Return each line of the rows below that contains the string "query".

_MATERIAL PROVIDED_:
= = = =

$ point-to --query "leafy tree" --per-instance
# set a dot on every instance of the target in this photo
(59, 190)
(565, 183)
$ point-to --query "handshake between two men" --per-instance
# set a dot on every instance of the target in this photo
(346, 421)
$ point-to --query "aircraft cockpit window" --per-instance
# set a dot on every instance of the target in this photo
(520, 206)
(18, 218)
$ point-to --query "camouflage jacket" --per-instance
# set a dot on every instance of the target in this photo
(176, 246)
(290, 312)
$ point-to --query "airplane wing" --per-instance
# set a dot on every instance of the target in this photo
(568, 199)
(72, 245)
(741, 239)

= = = =

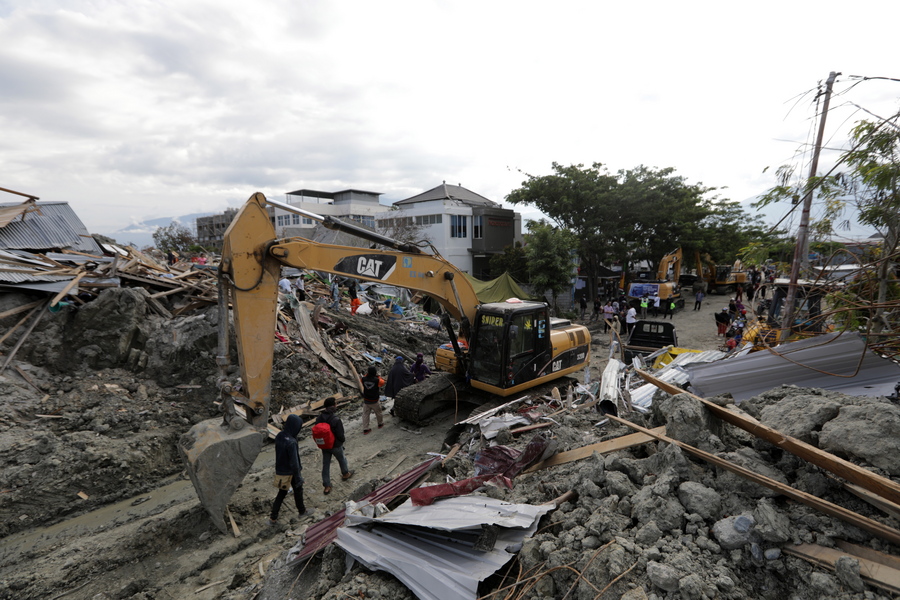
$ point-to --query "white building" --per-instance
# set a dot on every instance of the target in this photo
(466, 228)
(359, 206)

= = = =

_WRITTEN SOLUTION_:
$ point-to --query "leafy tree" --per-instance
$ point-to --query "handshake between two men" --per-instance
$ point-to --query "aircraft cockpit window" --per-instance
$ point-to --query "camouflage jacket" --per-instance
$ point-to --query "airplane wing" --per-instance
$ point-to --query "white building" --per-instance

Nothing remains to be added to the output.